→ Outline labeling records
++++++

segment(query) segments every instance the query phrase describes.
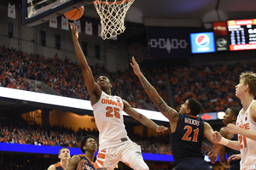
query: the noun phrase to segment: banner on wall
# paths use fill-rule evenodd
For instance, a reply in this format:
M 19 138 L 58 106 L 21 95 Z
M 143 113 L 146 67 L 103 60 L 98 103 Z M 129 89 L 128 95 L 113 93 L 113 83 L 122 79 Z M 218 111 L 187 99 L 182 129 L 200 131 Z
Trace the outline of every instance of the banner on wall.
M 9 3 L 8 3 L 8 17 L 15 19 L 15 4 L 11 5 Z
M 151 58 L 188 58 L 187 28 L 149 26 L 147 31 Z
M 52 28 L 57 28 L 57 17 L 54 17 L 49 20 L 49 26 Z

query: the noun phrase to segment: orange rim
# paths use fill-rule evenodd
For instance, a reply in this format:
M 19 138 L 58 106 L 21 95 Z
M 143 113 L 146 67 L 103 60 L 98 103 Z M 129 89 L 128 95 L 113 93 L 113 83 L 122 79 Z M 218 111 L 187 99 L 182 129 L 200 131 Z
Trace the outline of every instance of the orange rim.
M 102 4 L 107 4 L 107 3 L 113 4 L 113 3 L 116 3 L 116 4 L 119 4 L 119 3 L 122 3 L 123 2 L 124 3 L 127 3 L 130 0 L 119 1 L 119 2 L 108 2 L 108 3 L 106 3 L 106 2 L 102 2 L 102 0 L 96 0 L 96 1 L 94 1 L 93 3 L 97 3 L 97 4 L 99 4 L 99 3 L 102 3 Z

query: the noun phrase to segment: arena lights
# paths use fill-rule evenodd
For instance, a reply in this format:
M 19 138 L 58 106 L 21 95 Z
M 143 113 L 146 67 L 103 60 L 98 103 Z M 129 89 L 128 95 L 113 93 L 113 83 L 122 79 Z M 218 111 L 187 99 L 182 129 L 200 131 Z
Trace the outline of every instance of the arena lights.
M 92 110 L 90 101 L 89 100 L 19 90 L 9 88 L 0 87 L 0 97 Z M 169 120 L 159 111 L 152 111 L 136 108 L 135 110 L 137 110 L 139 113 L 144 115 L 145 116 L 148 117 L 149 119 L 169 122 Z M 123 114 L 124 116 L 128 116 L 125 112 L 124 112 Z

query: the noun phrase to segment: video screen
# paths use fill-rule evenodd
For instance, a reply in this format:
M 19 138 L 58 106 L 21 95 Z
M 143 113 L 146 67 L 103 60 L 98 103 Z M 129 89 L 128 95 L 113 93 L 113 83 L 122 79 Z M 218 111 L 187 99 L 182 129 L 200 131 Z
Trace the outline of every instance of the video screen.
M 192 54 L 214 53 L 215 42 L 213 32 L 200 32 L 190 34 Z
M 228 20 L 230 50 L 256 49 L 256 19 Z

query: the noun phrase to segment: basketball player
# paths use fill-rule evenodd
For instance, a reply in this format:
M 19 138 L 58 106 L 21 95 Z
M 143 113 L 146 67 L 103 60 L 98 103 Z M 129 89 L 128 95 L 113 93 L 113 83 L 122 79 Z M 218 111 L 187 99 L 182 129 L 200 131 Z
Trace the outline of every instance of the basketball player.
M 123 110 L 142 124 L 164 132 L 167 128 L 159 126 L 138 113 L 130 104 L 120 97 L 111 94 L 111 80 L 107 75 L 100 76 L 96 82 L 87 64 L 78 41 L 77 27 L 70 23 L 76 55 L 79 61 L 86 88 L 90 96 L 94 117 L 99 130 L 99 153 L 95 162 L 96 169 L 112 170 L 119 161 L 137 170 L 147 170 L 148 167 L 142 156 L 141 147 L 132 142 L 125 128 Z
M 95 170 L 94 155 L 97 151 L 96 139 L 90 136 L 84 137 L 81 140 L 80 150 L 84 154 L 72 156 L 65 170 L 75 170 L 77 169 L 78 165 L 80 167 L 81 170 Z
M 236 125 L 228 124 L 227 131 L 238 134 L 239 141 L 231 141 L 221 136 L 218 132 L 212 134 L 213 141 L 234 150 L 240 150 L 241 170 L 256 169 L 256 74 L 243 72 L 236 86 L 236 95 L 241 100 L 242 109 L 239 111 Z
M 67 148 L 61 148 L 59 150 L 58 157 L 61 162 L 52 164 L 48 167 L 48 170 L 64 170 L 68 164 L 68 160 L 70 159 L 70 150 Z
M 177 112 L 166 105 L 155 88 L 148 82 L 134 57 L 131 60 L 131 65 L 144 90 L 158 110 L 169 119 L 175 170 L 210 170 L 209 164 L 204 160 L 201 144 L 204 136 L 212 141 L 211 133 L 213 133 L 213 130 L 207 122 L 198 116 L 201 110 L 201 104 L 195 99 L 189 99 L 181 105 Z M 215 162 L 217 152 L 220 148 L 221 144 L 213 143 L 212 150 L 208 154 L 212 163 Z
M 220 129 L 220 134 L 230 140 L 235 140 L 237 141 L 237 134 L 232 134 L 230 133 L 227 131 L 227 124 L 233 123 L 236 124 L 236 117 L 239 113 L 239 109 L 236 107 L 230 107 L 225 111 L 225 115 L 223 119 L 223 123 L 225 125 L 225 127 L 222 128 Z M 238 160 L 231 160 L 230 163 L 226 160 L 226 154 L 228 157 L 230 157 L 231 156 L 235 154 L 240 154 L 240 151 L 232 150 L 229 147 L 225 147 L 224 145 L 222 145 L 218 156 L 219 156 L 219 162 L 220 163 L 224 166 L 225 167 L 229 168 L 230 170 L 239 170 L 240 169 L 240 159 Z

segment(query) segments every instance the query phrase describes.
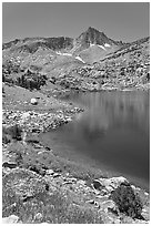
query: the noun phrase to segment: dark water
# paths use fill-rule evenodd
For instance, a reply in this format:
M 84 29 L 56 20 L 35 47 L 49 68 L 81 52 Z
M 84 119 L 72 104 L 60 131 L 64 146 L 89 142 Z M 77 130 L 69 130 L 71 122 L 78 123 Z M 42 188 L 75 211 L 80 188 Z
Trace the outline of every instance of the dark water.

++++++

→ TO DO
Show each line of the material that contains the word "banner".

→ FINISHED TASK
query: the noun phrase to segment: banner on wall
Trace the outline of every instance of the banner on wall.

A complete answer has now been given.